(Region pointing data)
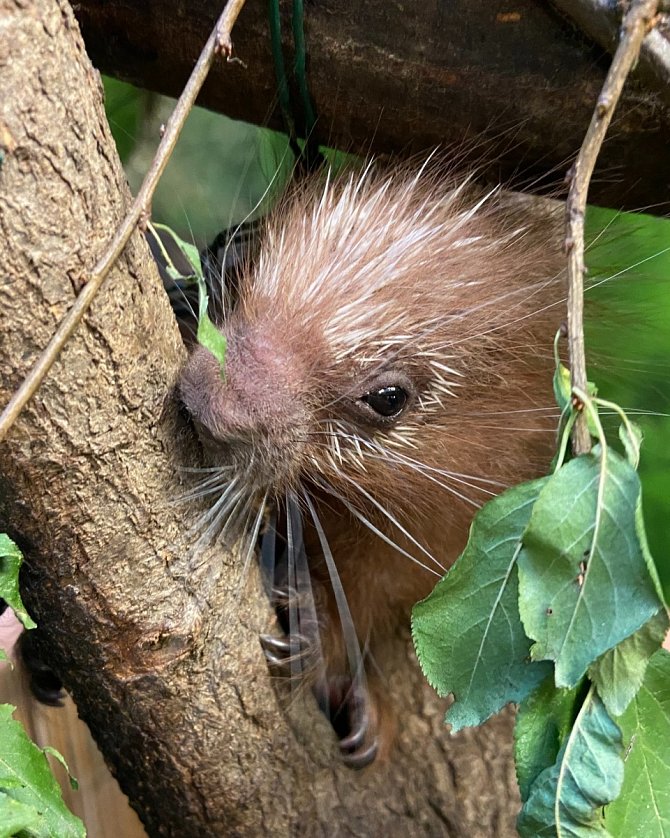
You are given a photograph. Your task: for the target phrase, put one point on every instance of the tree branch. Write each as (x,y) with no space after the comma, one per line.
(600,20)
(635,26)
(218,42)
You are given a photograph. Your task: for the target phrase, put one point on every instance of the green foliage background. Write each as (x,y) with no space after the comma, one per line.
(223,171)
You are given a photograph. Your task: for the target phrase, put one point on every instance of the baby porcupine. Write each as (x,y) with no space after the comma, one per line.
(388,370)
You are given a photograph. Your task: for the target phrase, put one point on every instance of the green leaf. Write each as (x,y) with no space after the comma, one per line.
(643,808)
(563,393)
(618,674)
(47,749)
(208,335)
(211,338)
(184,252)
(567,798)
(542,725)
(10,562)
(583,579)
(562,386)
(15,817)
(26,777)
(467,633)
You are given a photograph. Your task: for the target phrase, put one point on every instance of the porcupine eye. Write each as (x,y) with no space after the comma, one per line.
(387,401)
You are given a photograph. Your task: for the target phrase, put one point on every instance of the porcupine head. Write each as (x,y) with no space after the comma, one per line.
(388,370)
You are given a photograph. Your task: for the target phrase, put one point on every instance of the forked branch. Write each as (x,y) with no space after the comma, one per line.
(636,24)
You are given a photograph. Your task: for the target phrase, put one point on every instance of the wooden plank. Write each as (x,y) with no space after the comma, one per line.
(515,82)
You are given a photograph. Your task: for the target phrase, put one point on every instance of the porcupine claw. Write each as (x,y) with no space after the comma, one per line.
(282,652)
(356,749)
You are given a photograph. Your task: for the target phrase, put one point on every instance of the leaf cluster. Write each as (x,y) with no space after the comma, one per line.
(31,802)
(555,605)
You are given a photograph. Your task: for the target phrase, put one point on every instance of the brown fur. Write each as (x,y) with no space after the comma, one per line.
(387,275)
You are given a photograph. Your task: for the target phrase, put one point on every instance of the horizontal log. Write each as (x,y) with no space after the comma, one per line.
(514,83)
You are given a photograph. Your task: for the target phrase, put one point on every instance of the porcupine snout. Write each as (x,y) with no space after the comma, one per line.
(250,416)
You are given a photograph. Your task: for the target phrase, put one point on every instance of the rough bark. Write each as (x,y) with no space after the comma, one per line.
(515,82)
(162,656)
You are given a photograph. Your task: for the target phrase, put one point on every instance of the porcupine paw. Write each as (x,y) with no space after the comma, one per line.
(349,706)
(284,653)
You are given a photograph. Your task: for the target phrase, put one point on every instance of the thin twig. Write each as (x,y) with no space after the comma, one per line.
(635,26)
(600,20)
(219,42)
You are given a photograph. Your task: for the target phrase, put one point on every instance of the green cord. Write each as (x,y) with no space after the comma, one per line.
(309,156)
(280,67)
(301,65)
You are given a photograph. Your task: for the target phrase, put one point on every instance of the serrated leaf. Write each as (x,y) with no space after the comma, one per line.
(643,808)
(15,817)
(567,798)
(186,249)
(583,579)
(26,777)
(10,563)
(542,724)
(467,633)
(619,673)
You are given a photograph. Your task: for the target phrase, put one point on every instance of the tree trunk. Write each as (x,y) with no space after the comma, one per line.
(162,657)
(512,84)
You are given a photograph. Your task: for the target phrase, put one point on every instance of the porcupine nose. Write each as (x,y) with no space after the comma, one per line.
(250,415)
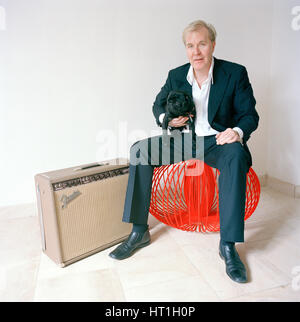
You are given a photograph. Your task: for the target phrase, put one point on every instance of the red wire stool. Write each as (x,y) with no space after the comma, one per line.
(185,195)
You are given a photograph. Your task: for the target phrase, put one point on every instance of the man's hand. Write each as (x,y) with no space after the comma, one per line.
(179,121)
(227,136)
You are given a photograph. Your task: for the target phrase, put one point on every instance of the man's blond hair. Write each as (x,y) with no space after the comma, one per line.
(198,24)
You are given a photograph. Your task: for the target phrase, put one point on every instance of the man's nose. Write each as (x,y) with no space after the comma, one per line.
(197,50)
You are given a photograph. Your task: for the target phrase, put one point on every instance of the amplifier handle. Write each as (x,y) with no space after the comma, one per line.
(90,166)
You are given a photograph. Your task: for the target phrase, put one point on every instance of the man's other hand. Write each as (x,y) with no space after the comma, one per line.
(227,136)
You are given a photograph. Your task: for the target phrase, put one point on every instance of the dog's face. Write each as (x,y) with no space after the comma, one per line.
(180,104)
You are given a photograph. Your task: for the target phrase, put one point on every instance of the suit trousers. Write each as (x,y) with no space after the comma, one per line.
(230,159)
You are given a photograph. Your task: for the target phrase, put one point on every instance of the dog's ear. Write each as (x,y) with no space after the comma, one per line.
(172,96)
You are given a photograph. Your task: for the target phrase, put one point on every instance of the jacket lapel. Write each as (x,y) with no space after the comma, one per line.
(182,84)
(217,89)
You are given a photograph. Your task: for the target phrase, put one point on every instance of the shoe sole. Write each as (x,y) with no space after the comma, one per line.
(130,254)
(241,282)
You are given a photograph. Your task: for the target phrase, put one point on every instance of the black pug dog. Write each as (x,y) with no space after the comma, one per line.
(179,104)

Aim of the task
Copy out every line above, word for word, minus images.

Solution for this problem
You are given a photograph. Your task: for the target phrase, put one point on every instance of the tree branch. Write each as (x,y) with no space after the comma, one per line.
(600,20)
(635,26)
(218,42)
You are given a photograph. Your task: for the target phrase, put one point on every instance of the green foliage background. Write each as (x,y) with no space after the comma, one per line.
(223,171)
You are given a photograph. Your task: for the target phrase, put one point on every instance of the baby porcupine. Write each as (x,y) with no space after the comma, one per line.
(388,370)
You are given a photograph. Your task: for the target phrase, put one point on every instance of the green leaf. Write each as (x,y) with no space after the comma, one per line.
(643,808)
(563,393)
(618,674)
(47,749)
(208,335)
(211,338)
(184,252)
(567,798)
(542,725)
(10,562)
(583,579)
(562,386)
(15,817)
(26,777)
(467,633)
You are given a photograph. Your task: for the target phrase, put one point on every instance of the porcupine eye. Write each as (x,y) with no space after the comma, one per line.
(387,401)
You are given a photograph. Your task: for the target phrase, put one point on every instance of the porcupine head. Write each as (x,y) with no space after the comma, one per line.
(388,370)
You are given a photograph. Your task: for the target phrase, put one point on every instance of the forked branch. Write each as (x,y) with no space after the comma, one per line.
(636,24)
You are given a photograph. Your task: for the target phrase, put one point on every instance of the wooden plank. Write each as (x,y) with no space after the comma, one per line.
(515,82)
You are given a photograph. Your task: for the target phrase, put one point on every instance of the porcupine claw. Write each as (x,y) with no space after the comma, one per line.
(282,652)
(356,749)
You are given a photograph. Your task: for the target phrase, put one point on every instance of the leaf cluster. Write each as (x,y) with no space after the comma, one per line.
(31,802)
(555,605)
You are given a photograph. Your task: for the target phrase, put one point on every instance of the brown fur. Write each as (x,y) with no space after the comma, one per line.
(387,275)
You are given a photograph. Your task: for the target phrase, put one point on every instance of the horizontal log. Write each as (x,y) with no space after the comma, one per line.
(514,83)
You are given a photograph. Your task: for the target phrase, put one point on every instance of the porcupine snout. Write each as (x,y) with no space after the comma, one per line.
(250,416)
You are given a photograph. Your task: for the target phrase, put one point on every instance of the rough bark. Write each as (x,y) with no space after the comma, one per line.
(515,82)
(162,656)
You are given a photograph. Your task: for the target phrase, put one point on every instance of the porcupine paw. Write each as (x,y) with no space after the comma, one per line.
(349,706)
(284,653)
You are given a photograph. Your task: for the target phrase, put one point on every instance of the thin twig. Write each as (x,y) with no space after the comma, one per line.
(635,26)
(600,20)
(219,42)
You are given a photograph. Your task: for the target phrase, put one point on every instance of the green cord. Write each as (x,y) with no space after the comma, one per line.
(309,156)
(280,67)
(301,65)
You are given a photograph. Your task: for the target phrase, put one point on every instance of the serrated leaf. Write each as (x,y) with no space after the comma, one per line.
(643,808)
(15,817)
(567,798)
(186,249)
(583,579)
(26,777)
(10,563)
(542,724)
(467,633)
(619,673)
You are given a photograph. Your task: for the target phrase, put one point on every instance of the tree trunk. Write each as (x,y) with no space after the comma, one per line.
(162,657)
(512,84)
You are given a photograph. Your task: for the target phrase, put one point on every instance of the porcupine nose. Write each as (x,y) with no space after the comma, one per line.
(250,415)
You are given a photograph. Your task: for the target phrase, put one point on every instance of the red wire stool. Write each as (x,y) with no space after the comma, one per line.
(185,195)
You are given a photograph. Your task: for the target phrase, put one point on every instance of the man's hand. Write each as (x,y) with no space after the comma, one per line.
(179,121)
(227,136)
You are given a photograph. Your task: for the target phrase, put one point on every instance of the man's blond hair. Write each as (x,y) with no space after the comma, one per line.
(198,24)
You are given a photograph. Your task: for the target phrase, put one point on every instance of the man's nose. Write each as (x,y) with no space after the comma, one per line.
(197,50)
You are given a photograph. Your task: for the target phrase, put one point on every instance of the amplifier handle. Write each as (x,y) with no space after the comma, one per line.
(90,166)
You are given a photograph. Your task: for the target phrase, put one point on every instance of the man's other hand. Write each as (x,y) with no space after the comma, one per line.
(227,136)
You are given a photograph. Your task: for the target phrase, put one point on every instance of the dog's face. Write each as (x,y) with no space after the comma, one per line.
(180,104)
You are given a photograph. Your task: for the target phrase, put one point on every instance of the suit trousers. Write each as (x,y) with no space after the comma, one per line.
(230,159)
You are given a photograph. Your task: for the target phrase, put one point on every instance of the dog's ear. Write each as (x,y) with no space after the comma, one per line.
(172,96)
You are given a photograph. Your task: for the target phrase, put one point on every instance of the jacket lapel. Write each as (x,y) with no space after the comma, one per line.
(182,84)
(217,89)
You are given a photograph. Your task: for the target phrase, put one point on every instance of the shoe sole. Write each as (x,y) with no space after the comma, one per line.
(130,254)
(241,282)
You are given a photograph. Your task: for the target phrase, put one point on every instance of the black pug dog. Write each as (x,y) with no space after the comma, one per line.
(179,104)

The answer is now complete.